DIRECTIONS FOR THIS TASK | Exact copy, no pictures: output all the records that follow.

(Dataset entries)
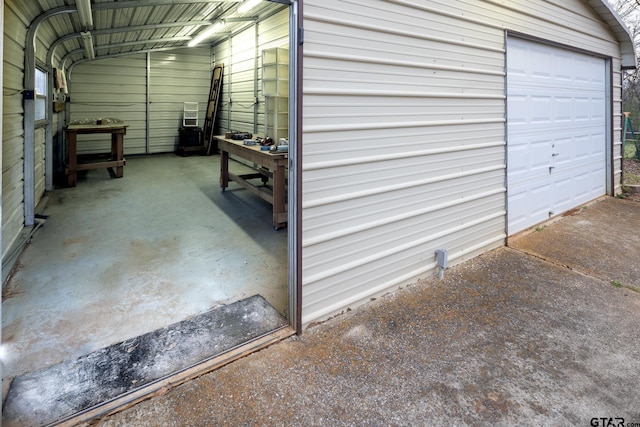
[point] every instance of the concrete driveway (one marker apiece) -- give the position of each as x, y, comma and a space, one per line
545, 332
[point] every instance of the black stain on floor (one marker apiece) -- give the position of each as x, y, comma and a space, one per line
50, 394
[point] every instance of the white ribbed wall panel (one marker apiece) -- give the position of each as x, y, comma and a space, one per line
39, 171
111, 88
15, 32
241, 82
176, 77
404, 135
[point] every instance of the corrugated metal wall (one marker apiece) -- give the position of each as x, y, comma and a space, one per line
111, 88
176, 77
15, 32
404, 135
242, 83
117, 88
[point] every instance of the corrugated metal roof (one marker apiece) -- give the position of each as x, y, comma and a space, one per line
121, 27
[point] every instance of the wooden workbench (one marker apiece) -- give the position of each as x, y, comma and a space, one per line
115, 157
272, 166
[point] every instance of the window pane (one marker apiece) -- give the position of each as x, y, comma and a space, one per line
41, 82
41, 94
41, 108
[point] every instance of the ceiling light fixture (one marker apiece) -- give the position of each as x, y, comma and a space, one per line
87, 41
206, 33
84, 14
247, 5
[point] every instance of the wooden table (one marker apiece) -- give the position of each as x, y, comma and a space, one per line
272, 166
115, 157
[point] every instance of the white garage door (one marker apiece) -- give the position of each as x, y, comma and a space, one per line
556, 131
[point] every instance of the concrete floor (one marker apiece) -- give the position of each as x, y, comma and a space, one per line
117, 258
509, 338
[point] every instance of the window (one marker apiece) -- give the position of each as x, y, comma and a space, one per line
41, 94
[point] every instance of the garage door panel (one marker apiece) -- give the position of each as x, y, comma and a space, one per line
556, 141
527, 204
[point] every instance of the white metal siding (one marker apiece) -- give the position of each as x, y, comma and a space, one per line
12, 133
39, 172
111, 88
117, 88
242, 83
404, 135
176, 77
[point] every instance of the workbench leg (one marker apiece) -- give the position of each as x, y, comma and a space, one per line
72, 160
224, 169
117, 151
278, 195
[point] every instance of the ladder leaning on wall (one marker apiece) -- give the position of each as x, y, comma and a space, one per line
629, 135
212, 107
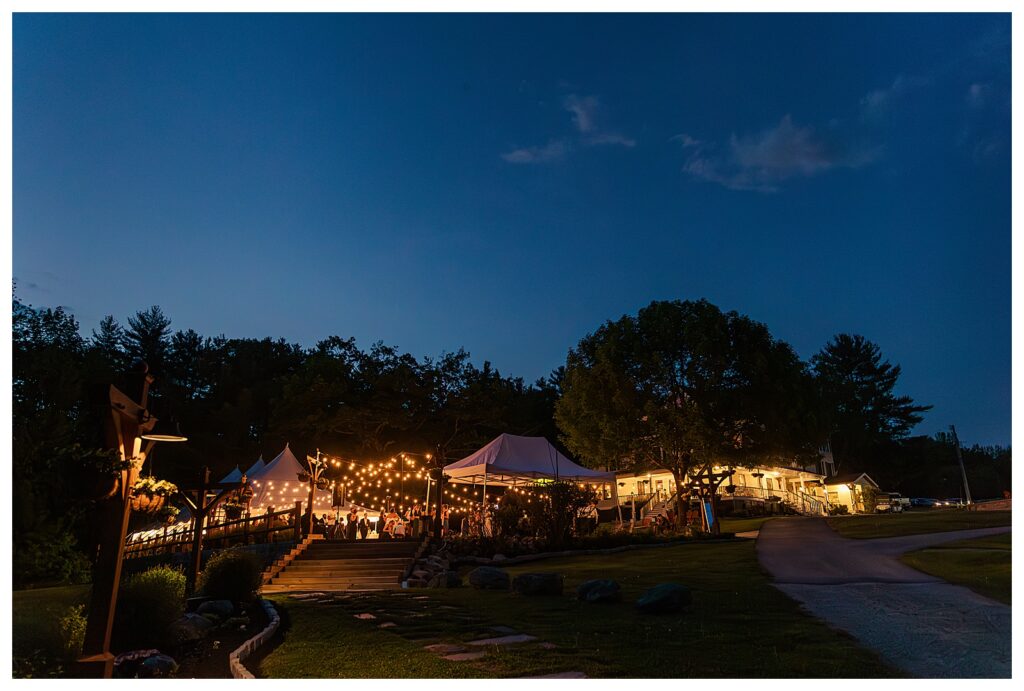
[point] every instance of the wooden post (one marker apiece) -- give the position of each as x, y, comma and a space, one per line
197, 555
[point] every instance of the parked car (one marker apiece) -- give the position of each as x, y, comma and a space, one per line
888, 503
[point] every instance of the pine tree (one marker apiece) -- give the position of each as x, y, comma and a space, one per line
859, 389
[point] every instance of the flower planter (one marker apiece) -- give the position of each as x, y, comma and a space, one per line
147, 504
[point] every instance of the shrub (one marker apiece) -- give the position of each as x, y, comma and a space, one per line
232, 574
147, 604
71, 628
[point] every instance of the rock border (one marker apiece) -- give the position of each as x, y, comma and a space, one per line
239, 671
577, 553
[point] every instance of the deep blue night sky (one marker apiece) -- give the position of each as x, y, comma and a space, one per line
507, 183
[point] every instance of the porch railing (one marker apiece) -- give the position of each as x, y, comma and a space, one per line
268, 527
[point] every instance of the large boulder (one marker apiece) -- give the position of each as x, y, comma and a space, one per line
445, 579
488, 578
599, 590
222, 608
189, 629
538, 584
665, 599
157, 666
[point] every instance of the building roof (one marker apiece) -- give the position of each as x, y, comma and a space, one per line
851, 478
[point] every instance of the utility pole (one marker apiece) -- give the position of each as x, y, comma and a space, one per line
960, 458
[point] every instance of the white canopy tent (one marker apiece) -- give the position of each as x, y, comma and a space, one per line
278, 485
514, 461
233, 476
255, 468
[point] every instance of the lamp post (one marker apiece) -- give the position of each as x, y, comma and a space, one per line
128, 425
316, 468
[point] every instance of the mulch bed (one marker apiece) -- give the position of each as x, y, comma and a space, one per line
203, 660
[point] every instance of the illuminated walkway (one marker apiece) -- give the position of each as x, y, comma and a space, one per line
922, 624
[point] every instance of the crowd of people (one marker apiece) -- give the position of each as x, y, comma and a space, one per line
391, 523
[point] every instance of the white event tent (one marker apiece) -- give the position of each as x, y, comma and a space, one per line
278, 485
512, 461
256, 467
233, 476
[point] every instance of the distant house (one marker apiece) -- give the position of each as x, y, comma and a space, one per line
849, 488
759, 489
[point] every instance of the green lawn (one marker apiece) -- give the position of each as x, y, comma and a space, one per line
913, 523
982, 564
34, 618
738, 627
743, 524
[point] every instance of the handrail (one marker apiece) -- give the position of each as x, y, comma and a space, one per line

TASK OUTPUT |
[point] every instance of the concrete driveway (one marker apiece) -- give the position of each as x, y, comma and a space, one per line
545, 332
[point] every instance of the black stain on floor (one marker apiece) -- give the position of each as x, y, comma and a space, one per line
50, 394
[point] every instance of the white ribbed wall panel (one marker apiece) -- give the position of each as x, y, comma and a space, one per line
39, 171
111, 88
15, 32
241, 82
176, 77
404, 135
[point] every instance of the corrugated metal wall (one marker apiece) -- give the position of each as x, y, comma and a space, one per line
111, 88
176, 77
15, 32
404, 135
242, 83
117, 88
[point] every instance of the corrugated metal roof (one marker apiece) -- give the position of each as x, y, comma and a space, one per line
121, 27
[point] every instance of the wooden workbench (one marker apiece) -- give the position of each as x, y, comma and a space, one per line
115, 157
272, 166
[point] every instance of the window pane (one marker apiece) -- give the position of each as x, y, comma and a space, one per line
41, 82
41, 94
41, 108
[point] every instance of the ceiling light fixture (one marker apiece) -- give the position of each as x, y, comma and a space, one per line
87, 41
206, 33
84, 14
247, 5
[point] every instance of the wooden table (one marker apiece) -- give the position of each as x, y, comma and a space, one per line
272, 166
115, 157
[point] every instance of the white garage door (one marker apiece) -- give the position of each as x, y, comma and a space, one per line
556, 131
[point] every instance of the concrete floor (one marker apiece) -- give the position of each as x, y, comma and a space, one per line
117, 258
509, 338
[point] every instance of the window (one marker apiece) -- give the position of each as x, y, comma and a space, one per line
41, 94
[point] every instance of the garage door panel (one marker apiece) -- give the position of each as x, y, comma and a space, one per line
556, 141
527, 204
[point] every instance of the white metal siding (one marker apiece) -- give the position of each as x, y, comma and a space, one per line
12, 133
39, 172
111, 88
117, 88
242, 83
404, 135
176, 77
[point] every instance of the workbench leg (one marker apiece) -- give the position of each as x, y, comma and a space, one per line
72, 160
224, 169
117, 151
278, 195
[point] every instance of the ladder leaning on wall (one marker apiece) -- give the position of each as x, y, comma and a space, one per line
629, 135
212, 107
[point] every instance of the wooden post (one marker apiece) -- give the position of each as x, y, comma and a space, one per line
197, 555
[point] every instance of the parked car (one marker apiece) -- give the position of each as x, y, comma and a space, one per line
888, 503
[point] every instance of the pine tree (one marker apiece) -- give the position of each as x, y, comma and a space, one per line
859, 389
[point] every instance of the flower planter (one marker apiece) -- give the position of each as x, y, comma and a space, one per line
147, 504
[point] every instance of the shrub (one marker apiece) -- give the position of each as x, y, comma and a space, one per line
232, 574
147, 604
71, 628
[point] every instance of the rock border (one marker apiece) -- give the position of each as x, y, comma and a space, one per line
239, 671
577, 553
[point] every instance of the deep blue night sky (one marker apiece) -- give the position of each as x, y, comma and a space, one per line
507, 183
[point] every instance of the porch railing (one marker apiece) -- give the position of each as x, y, comma and a space, one per line
268, 527
[point] every instance of the large boulder (one marker apiece) -- give the position of each as x, y, comma and a space, one per line
445, 579
488, 578
599, 590
222, 608
189, 629
538, 584
665, 599
157, 666
[point] every instance of the building roof (one marker apiece) -- give the position of each as x, y, comma and a space, one per line
851, 478
[point] every instance of the utility pole (one marker apiece) -- give the position of each as x, y, comma and a space, one per line
960, 458
[point] every instance of the white canopy tent (one marker apiece) -- give the position of each as x, y, comma and a space, one per line
278, 485
514, 461
233, 476
255, 468
[point] every instance of the lamp post (one marker apiece) -- give the position of each as x, y, comma and a space, one per line
128, 425
316, 468
[point] every instance of the mulch bed (one marker apiece) -- give the position of each as x, y, comma and a space, one per line
203, 660
[point] every instance of the illuminated walkway (one marker apiece) -- give the position of each as x, y, comma and a space, one per line
922, 624
[point] every instance of the crowd of people (one marker apiece) -- give the position of each as x, y, comma and a space, one per line
391, 523
[point] every instance of the white event tent (one marker apiece) -- give the position of each as x, y, comma and a space, one per line
278, 485
512, 461
256, 467
233, 476
[point] every instance of the distant house (one marker apiece) -- give the position of each as x, y, comma and a space, one per line
849, 488
759, 489
[point] every instance of the green lawn (one marker apiece) -- give the position of each as x, y, comma and a space, one per line
913, 523
982, 564
34, 618
738, 627
743, 524
[point] every instance of the handrail (one marker apiece) -- give the position of each as x, y, comma and a space, one per line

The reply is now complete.